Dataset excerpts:
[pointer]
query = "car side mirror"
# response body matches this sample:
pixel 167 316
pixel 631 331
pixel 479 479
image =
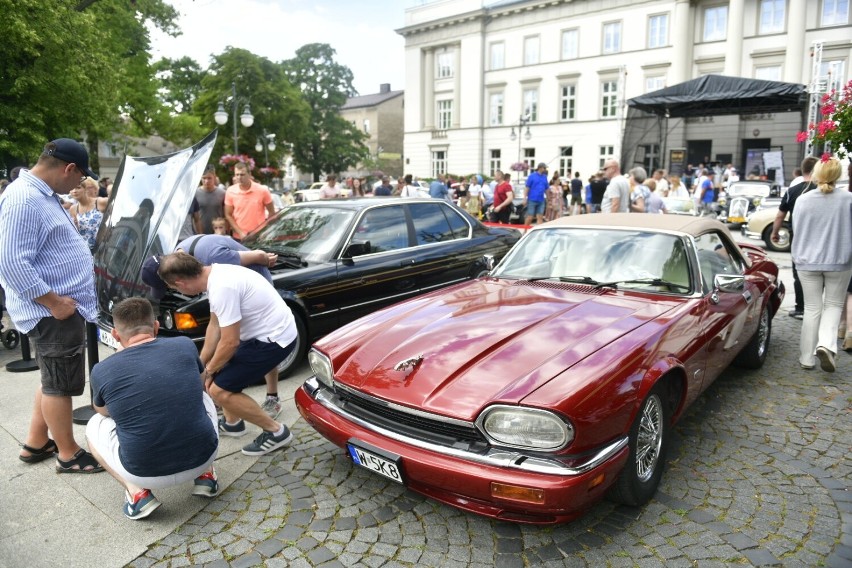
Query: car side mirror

* HOW TO COMPLETE THIS TASK *
A word-for-word copy of the data, without its pictures, is what is needed.

* WRITTEN SOLUTION *
[pointer]
query = "car side mirror"
# response body matches this sample:
pixel 167 316
pixel 631 331
pixel 479 479
image =
Query: car side mirror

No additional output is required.